EXERCISE: Select every line of the records below that contains the string "Provide", and copy each one out. Case counts.

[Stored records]
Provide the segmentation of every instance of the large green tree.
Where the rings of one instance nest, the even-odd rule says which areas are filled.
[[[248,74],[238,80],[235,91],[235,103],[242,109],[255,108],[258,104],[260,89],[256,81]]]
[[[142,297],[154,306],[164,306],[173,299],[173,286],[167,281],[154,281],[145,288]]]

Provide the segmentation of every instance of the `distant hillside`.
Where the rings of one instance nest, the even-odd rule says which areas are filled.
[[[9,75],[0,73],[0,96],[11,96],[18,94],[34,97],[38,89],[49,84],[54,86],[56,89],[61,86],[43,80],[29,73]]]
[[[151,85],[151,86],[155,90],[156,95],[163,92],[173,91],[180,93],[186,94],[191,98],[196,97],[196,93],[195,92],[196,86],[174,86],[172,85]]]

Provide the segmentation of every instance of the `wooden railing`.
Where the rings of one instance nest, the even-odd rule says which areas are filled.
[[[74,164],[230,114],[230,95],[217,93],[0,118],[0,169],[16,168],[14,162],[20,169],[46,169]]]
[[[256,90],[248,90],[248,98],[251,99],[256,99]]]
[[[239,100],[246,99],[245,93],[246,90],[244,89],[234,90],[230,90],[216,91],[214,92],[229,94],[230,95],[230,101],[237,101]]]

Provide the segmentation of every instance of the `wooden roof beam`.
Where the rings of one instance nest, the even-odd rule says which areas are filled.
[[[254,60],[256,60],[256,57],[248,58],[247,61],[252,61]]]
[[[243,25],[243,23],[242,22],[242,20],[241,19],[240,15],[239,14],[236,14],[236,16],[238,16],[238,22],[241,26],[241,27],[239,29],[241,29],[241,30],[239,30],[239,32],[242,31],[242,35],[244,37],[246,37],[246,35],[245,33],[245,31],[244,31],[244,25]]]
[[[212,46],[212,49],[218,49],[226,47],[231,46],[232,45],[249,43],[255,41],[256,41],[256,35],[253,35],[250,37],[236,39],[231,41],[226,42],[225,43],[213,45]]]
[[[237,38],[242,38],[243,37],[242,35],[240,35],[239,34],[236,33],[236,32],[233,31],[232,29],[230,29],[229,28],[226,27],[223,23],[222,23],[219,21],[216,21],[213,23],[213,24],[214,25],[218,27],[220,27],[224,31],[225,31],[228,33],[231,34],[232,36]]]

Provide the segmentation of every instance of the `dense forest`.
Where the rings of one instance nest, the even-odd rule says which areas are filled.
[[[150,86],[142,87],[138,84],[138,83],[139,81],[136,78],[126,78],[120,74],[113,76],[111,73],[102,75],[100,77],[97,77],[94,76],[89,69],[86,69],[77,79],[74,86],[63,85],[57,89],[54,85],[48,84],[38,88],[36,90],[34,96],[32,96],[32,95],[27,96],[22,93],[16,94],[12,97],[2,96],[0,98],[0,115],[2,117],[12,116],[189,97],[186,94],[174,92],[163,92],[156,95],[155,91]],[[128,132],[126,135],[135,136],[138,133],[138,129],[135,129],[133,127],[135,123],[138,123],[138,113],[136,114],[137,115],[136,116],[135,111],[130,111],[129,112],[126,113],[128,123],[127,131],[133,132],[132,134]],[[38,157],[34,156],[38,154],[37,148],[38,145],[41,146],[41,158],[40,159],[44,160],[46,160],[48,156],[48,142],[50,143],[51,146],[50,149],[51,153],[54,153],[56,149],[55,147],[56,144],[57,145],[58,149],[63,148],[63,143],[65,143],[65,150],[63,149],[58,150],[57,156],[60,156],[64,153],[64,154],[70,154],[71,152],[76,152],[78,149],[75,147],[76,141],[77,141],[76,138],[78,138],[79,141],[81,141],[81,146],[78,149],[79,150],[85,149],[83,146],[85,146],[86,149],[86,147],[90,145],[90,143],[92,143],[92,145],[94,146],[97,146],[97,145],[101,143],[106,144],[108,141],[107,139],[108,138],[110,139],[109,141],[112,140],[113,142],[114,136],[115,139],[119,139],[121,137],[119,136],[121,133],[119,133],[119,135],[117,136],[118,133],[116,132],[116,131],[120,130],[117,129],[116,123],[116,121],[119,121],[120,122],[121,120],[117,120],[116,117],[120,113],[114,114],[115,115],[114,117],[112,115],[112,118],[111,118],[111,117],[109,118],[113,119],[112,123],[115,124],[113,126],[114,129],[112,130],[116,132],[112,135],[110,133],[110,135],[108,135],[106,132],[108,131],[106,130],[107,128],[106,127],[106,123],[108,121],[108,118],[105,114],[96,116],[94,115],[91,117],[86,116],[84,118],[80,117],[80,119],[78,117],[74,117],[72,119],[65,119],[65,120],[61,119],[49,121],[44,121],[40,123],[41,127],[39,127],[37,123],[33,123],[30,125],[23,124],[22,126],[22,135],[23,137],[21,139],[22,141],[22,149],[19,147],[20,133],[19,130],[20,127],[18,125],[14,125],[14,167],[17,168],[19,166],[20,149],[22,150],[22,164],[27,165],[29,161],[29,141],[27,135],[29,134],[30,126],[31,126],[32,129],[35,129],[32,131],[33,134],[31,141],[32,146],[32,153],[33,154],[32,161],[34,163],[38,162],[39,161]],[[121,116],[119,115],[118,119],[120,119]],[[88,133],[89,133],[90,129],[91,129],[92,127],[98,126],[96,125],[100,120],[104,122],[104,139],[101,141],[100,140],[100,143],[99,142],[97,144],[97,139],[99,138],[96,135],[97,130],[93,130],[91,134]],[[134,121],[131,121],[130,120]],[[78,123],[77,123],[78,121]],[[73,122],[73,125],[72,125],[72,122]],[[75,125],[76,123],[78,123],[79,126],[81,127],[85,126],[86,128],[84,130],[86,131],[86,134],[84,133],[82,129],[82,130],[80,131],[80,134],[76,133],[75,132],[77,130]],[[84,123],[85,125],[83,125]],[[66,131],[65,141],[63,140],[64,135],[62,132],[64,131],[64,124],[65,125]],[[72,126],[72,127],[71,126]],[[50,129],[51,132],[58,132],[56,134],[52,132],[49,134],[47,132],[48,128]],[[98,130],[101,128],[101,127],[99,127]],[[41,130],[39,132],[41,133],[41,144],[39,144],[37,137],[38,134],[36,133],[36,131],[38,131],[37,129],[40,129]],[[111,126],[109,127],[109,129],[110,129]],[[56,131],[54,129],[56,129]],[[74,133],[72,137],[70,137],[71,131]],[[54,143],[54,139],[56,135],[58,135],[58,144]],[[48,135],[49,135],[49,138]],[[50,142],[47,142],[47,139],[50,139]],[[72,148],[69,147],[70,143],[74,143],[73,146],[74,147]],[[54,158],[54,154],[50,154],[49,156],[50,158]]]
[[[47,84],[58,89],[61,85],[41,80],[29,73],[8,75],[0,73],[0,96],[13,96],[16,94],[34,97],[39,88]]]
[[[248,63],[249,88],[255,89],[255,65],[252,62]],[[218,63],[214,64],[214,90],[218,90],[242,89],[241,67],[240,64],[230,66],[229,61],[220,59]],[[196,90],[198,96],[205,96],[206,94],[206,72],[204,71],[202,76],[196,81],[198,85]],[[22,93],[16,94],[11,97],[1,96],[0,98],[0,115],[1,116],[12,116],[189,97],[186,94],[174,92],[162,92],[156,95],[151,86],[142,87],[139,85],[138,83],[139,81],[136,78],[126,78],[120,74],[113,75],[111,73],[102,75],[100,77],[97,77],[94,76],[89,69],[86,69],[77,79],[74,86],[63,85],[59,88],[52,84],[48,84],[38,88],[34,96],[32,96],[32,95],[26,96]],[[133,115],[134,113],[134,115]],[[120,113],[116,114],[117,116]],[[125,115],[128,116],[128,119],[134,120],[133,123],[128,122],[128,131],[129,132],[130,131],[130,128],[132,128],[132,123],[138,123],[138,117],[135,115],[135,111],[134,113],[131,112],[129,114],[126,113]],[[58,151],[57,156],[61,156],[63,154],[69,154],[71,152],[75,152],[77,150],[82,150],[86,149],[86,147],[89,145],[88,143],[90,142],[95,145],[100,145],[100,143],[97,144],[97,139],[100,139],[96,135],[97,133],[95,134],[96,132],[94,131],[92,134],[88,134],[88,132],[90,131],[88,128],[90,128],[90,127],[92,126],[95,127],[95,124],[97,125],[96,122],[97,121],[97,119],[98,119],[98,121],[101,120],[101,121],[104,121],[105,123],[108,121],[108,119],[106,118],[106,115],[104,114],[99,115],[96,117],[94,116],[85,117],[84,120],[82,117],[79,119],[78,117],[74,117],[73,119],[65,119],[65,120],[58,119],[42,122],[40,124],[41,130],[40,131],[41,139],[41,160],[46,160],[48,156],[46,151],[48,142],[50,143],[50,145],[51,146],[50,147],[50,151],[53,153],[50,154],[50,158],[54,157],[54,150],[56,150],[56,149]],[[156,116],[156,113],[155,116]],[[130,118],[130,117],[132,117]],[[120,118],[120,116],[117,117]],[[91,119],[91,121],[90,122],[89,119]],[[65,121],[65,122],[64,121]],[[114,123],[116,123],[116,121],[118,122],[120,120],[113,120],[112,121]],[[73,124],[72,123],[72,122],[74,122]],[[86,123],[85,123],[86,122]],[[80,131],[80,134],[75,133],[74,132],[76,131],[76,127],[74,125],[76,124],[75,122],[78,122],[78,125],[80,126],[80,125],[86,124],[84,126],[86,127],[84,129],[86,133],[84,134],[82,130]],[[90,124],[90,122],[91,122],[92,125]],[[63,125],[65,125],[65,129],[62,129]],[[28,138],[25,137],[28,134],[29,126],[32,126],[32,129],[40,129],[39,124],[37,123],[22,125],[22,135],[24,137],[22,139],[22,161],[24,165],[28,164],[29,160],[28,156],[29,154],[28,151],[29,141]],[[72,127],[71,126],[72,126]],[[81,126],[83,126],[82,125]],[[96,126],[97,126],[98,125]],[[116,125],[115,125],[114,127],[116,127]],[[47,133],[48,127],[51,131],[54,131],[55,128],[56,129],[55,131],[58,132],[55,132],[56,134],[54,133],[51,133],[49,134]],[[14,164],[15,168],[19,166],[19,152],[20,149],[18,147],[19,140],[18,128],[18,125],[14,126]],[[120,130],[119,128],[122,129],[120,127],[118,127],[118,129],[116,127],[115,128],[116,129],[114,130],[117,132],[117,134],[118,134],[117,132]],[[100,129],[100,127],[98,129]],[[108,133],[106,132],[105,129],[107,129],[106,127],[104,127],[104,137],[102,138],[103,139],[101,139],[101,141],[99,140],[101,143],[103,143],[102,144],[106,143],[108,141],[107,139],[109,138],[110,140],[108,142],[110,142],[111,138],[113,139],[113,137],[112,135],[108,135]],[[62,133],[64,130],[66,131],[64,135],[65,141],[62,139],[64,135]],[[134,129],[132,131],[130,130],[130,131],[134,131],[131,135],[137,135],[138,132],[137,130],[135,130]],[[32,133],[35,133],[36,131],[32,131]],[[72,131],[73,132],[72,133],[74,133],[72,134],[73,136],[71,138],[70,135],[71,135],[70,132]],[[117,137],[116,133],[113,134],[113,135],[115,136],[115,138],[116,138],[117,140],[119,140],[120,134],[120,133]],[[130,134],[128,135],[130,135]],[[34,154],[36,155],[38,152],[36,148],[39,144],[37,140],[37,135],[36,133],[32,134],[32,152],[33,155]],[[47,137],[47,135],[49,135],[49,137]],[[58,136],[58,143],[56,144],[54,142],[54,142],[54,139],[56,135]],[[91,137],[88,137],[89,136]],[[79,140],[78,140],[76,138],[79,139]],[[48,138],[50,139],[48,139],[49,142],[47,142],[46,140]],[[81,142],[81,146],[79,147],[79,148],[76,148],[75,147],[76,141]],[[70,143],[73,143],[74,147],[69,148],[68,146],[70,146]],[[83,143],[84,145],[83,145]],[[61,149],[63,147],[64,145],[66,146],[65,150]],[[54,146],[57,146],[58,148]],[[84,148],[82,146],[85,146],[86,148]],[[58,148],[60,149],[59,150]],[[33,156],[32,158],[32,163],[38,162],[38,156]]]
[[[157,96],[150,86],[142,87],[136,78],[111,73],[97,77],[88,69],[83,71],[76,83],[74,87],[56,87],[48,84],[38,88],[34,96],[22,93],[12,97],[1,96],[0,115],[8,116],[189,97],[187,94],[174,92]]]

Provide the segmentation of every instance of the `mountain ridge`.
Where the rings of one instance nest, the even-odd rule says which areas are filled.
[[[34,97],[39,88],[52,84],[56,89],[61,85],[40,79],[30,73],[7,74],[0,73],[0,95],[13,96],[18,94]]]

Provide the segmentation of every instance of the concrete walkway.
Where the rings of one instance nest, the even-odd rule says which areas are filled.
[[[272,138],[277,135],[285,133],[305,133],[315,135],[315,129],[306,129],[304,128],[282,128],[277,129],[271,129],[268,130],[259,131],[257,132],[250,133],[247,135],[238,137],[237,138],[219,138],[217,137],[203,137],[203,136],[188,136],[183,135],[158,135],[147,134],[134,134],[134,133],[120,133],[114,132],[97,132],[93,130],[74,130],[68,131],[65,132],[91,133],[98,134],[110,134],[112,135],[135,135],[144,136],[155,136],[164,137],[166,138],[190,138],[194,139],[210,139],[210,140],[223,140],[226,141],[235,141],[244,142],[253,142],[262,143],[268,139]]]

FINISHED ANSWER:
Provide the segmentation of every instance of the large green tree.
Provide the segmentation of every instance of the `distant hillside`.
Provide the segmentation of every instance of the `wooden railing`.
Provide the segmentation of every instance of the `wooden roof beam`.
Provide the segmentation of every instance of the `dense forest`.
Provide the segmentation of every instance of the `mountain ridge`.
Provide the segmentation of every instance of the concrete walkway.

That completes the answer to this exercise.